■ Task description: Only the lines with "every" in the entries below belong in the answer; please copy them.

■ Data provided:

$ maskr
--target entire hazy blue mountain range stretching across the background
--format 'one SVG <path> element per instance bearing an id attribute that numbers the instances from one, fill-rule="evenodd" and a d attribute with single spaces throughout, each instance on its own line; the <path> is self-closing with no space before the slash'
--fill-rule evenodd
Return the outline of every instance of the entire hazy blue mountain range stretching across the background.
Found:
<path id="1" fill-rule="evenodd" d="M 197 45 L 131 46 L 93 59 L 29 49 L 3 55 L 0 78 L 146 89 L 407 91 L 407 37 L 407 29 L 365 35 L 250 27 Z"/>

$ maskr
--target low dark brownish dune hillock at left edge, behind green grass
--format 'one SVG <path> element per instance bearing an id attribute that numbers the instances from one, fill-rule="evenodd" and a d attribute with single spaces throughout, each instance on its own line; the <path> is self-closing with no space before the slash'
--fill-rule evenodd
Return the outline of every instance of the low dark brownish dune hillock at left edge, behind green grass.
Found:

■ Completed exercise:
Return the outline of every instance of the entire hazy blue mountain range stretching across the background.
Return the outline of every instance of the low dark brownish dune hillock at left edge, behind green grass.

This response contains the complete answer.